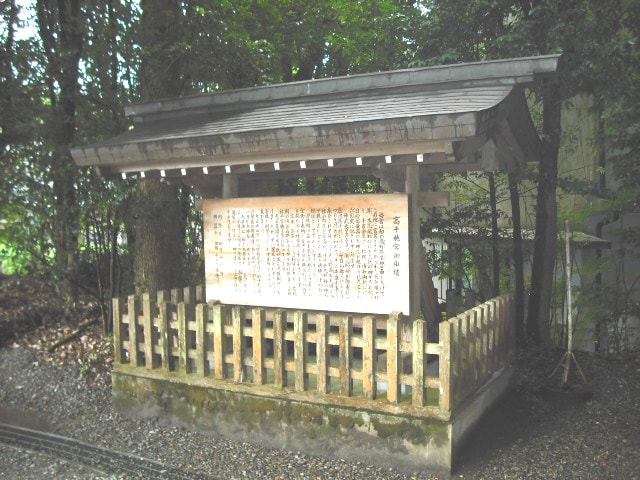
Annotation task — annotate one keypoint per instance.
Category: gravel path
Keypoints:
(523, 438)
+ + + +
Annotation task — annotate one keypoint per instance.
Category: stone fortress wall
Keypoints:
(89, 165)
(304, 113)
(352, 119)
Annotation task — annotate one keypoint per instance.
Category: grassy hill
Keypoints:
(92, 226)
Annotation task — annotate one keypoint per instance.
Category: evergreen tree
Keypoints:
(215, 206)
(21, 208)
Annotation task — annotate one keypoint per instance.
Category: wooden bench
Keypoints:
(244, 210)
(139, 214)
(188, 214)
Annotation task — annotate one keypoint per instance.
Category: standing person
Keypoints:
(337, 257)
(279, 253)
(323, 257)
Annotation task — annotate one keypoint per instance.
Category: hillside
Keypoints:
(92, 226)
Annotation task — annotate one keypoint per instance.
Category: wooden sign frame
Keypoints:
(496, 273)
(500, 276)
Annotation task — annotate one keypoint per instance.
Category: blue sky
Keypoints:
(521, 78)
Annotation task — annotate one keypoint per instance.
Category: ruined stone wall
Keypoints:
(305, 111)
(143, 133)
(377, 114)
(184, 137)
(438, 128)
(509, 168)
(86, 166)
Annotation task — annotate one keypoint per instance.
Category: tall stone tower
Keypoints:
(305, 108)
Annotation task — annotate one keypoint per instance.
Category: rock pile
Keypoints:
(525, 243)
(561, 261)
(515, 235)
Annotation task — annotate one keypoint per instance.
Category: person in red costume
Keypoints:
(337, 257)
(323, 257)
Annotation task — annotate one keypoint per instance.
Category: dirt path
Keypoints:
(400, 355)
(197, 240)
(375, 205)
+ + + +
**Instructions for the task**
For each line in the records that holds "path", show that line as it stands.

**Final answer**
Category: gravel path
Category: dirt path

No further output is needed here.